▶ [Exercise task] Quote word for word the lines of the listing below, from the line with "Detect gray hair" to the line with "left=67, top=288, right=173, bottom=340", including both of those lines.

▶ [Source records]
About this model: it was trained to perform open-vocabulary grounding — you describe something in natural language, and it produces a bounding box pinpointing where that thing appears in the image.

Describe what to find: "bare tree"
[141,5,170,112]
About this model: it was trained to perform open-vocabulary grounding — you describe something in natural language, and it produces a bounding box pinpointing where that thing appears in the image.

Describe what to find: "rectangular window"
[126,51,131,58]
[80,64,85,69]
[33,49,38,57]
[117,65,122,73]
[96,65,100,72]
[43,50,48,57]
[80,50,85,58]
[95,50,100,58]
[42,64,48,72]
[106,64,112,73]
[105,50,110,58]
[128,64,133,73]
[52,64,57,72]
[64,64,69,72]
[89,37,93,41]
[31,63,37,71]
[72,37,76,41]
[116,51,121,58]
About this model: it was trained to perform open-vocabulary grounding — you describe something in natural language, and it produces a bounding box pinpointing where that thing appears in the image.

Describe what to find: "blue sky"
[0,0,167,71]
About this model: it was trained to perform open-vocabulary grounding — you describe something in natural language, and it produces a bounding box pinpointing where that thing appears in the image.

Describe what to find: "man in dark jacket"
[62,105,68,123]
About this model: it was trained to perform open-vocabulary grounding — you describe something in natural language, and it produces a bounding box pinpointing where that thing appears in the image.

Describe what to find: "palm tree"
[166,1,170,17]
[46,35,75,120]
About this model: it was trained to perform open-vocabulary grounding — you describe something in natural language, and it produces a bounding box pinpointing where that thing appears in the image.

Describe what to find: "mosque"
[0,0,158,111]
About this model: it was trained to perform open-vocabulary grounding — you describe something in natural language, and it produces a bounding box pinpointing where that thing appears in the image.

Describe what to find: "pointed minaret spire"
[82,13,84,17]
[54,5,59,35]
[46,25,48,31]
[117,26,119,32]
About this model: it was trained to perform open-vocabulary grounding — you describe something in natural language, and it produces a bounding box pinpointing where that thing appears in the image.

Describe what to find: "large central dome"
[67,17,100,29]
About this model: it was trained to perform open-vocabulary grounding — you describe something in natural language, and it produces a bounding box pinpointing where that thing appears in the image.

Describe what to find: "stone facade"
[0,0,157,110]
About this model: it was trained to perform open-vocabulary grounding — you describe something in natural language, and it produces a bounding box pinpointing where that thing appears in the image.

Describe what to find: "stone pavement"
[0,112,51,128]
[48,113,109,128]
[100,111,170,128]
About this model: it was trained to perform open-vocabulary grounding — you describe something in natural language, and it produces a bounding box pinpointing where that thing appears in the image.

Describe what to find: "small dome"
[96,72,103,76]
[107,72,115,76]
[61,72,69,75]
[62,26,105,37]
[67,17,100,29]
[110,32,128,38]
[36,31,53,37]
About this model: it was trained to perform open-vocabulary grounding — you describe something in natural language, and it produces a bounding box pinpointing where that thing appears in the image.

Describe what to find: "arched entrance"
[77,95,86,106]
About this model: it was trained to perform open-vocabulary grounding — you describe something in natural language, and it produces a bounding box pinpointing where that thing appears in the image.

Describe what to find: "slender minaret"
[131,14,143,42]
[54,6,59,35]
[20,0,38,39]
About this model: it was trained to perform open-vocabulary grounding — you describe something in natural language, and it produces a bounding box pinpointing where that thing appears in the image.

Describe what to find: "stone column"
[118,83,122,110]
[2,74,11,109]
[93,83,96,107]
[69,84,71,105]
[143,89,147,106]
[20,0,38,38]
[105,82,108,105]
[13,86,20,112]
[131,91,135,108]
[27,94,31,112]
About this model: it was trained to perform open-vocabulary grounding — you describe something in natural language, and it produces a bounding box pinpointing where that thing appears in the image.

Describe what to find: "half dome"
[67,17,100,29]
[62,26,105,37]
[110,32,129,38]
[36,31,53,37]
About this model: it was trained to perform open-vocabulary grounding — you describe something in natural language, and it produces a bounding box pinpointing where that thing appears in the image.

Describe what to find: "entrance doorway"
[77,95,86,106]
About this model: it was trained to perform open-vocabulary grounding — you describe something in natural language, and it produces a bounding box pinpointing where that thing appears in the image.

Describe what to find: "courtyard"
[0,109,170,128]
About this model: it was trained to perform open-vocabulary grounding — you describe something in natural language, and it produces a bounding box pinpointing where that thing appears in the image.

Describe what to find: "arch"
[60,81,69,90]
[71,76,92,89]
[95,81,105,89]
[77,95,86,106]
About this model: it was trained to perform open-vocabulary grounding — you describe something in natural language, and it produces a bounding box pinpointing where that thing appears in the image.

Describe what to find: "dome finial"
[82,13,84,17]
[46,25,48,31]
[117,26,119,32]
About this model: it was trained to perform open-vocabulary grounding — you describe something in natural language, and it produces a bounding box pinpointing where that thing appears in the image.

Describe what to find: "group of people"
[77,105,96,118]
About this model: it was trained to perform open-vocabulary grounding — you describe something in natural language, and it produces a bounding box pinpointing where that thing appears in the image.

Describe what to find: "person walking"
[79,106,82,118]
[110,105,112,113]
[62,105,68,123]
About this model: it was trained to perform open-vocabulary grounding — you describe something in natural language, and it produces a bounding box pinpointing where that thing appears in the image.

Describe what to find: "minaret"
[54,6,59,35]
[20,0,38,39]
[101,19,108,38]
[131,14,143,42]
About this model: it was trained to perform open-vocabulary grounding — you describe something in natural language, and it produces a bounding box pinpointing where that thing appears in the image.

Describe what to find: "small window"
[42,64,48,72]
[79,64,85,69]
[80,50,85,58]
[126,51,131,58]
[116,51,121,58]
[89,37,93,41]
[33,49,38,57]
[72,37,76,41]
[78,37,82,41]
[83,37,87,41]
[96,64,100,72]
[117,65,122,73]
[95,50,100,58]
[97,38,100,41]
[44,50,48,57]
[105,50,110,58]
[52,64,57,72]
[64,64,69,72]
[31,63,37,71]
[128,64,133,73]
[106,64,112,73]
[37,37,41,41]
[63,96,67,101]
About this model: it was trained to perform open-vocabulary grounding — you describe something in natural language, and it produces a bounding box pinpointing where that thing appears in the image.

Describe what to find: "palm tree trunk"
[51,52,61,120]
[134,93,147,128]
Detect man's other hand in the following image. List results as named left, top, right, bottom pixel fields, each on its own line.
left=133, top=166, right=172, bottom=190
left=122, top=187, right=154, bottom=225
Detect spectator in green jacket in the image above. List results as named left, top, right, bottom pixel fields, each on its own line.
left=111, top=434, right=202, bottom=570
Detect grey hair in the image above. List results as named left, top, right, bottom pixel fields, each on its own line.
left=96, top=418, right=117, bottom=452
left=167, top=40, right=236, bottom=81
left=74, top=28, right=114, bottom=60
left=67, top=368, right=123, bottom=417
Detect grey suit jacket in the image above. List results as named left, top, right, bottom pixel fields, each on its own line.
---
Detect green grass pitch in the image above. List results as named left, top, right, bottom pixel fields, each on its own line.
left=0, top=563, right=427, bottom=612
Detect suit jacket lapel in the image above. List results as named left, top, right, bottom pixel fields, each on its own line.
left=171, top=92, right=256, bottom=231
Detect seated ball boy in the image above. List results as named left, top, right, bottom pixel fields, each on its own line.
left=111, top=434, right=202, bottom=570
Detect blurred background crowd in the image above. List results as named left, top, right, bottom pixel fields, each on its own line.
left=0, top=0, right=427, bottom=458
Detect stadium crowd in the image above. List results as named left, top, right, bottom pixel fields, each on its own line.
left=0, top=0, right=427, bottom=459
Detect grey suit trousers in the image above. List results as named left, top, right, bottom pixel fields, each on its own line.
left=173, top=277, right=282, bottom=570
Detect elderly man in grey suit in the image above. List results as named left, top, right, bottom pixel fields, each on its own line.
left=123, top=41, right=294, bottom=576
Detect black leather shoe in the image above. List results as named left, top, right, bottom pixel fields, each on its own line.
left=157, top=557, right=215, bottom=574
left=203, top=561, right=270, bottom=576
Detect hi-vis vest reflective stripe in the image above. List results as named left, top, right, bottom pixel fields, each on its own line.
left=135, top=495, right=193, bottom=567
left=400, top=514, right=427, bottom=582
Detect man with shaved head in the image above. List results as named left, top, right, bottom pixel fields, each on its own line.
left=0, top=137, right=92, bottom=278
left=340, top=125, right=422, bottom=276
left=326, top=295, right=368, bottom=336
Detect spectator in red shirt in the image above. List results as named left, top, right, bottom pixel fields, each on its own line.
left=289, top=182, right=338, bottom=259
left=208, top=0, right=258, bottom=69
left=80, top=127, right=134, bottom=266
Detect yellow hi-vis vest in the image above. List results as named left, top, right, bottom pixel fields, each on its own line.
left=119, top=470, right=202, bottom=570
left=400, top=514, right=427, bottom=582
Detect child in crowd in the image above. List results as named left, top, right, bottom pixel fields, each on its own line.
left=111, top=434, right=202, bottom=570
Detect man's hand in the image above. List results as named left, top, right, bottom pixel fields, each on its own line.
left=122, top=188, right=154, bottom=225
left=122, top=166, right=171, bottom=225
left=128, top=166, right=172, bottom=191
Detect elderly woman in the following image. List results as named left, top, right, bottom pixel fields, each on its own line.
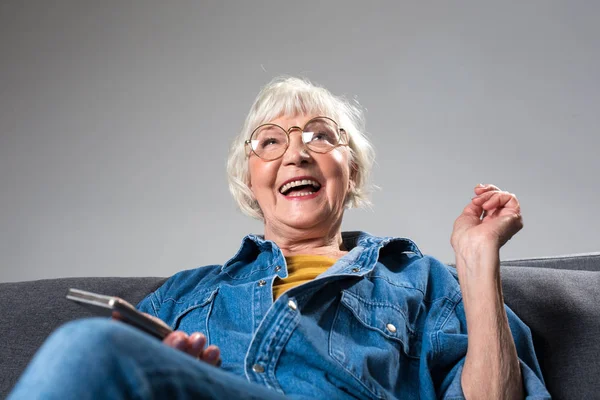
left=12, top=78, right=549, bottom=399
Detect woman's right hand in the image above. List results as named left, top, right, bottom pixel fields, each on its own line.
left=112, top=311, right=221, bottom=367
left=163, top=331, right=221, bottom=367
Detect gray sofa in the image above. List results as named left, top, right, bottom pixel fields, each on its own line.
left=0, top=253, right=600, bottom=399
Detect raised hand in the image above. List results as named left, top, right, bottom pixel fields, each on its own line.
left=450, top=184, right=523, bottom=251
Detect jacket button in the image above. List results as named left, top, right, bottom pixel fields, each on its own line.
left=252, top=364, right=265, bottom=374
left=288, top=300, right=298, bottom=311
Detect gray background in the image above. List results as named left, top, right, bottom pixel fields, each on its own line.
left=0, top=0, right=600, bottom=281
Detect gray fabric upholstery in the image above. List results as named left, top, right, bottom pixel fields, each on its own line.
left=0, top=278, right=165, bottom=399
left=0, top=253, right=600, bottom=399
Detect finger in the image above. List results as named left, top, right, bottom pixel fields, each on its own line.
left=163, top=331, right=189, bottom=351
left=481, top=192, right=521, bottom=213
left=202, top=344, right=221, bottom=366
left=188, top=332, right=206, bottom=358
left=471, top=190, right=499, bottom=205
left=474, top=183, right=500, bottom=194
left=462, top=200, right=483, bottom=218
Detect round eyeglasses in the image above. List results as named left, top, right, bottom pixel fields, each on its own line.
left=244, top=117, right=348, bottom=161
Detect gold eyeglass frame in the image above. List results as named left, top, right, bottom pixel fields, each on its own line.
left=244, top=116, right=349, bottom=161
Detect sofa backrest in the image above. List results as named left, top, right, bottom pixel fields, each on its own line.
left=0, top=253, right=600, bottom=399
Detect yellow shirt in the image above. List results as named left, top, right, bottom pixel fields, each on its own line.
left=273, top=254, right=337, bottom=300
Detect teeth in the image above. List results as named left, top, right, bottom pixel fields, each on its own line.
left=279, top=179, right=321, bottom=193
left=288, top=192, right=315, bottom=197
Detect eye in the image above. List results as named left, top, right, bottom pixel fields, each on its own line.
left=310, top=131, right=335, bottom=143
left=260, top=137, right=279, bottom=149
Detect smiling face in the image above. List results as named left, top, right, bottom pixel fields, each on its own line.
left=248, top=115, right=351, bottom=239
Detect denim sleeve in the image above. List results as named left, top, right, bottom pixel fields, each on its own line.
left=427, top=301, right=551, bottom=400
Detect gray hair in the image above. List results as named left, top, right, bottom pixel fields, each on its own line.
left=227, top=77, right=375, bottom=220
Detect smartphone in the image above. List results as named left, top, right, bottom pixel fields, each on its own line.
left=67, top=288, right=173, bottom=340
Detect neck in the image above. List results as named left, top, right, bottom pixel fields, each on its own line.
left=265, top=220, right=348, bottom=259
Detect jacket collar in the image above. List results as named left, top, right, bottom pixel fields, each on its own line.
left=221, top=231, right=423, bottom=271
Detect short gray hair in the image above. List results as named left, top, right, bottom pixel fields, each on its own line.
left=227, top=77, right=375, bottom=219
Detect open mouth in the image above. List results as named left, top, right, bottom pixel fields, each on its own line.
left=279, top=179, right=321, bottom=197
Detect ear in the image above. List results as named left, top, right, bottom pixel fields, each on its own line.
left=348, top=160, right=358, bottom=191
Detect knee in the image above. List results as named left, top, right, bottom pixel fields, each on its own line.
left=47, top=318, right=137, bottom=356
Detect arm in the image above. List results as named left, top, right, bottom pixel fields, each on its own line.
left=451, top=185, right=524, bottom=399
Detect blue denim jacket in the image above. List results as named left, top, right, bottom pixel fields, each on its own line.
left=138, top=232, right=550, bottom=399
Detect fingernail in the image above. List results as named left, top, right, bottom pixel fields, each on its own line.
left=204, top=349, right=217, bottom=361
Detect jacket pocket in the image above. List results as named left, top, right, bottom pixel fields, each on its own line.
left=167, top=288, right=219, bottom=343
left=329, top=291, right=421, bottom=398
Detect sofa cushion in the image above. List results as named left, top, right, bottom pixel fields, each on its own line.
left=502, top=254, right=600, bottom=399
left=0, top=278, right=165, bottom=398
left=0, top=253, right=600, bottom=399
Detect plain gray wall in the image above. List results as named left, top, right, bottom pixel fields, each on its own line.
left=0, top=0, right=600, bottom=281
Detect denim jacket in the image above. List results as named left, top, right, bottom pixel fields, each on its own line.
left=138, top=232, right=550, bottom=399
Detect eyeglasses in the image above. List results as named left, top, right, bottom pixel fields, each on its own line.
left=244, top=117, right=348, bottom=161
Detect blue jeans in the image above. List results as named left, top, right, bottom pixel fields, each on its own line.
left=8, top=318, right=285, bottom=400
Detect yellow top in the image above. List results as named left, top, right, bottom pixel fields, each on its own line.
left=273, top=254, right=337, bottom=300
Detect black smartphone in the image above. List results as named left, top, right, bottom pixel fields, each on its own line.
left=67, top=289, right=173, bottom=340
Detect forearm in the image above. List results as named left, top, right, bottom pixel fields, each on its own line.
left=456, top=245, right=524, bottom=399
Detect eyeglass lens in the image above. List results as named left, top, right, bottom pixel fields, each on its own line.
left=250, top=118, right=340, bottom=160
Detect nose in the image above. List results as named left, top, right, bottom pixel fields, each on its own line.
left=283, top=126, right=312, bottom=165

▶ [Written solution]
Detect gray hair in the image above. List results as named left, top, right, bottom pixel fields, each on its own line.
left=227, top=77, right=375, bottom=220
Detect smartphone in the image above. List results as named left, top, right, bottom pixel fields, each on its own line.
left=67, top=288, right=173, bottom=340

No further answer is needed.